→ **Work instruction**
Only lines with the string "golden" should be returned from the data below.

→ **Provided entries**
= = =

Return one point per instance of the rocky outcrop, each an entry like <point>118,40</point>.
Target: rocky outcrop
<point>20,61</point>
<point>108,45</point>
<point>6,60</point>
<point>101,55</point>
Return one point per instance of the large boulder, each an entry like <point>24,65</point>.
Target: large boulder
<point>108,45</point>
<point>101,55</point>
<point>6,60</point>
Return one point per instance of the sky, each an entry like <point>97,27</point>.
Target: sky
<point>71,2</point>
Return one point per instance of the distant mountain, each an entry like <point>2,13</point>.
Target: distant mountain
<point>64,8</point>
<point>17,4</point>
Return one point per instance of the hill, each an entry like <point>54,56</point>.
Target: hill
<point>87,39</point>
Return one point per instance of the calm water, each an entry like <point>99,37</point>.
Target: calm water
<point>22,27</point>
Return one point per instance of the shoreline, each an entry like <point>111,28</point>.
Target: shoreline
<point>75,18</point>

= = =

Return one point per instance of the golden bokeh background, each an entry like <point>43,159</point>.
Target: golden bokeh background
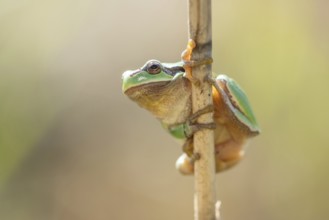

= = =

→ **Task result**
Return one point per instance of the golden bokeh background, each an entry like <point>43,159</point>.
Target: golden bokeh background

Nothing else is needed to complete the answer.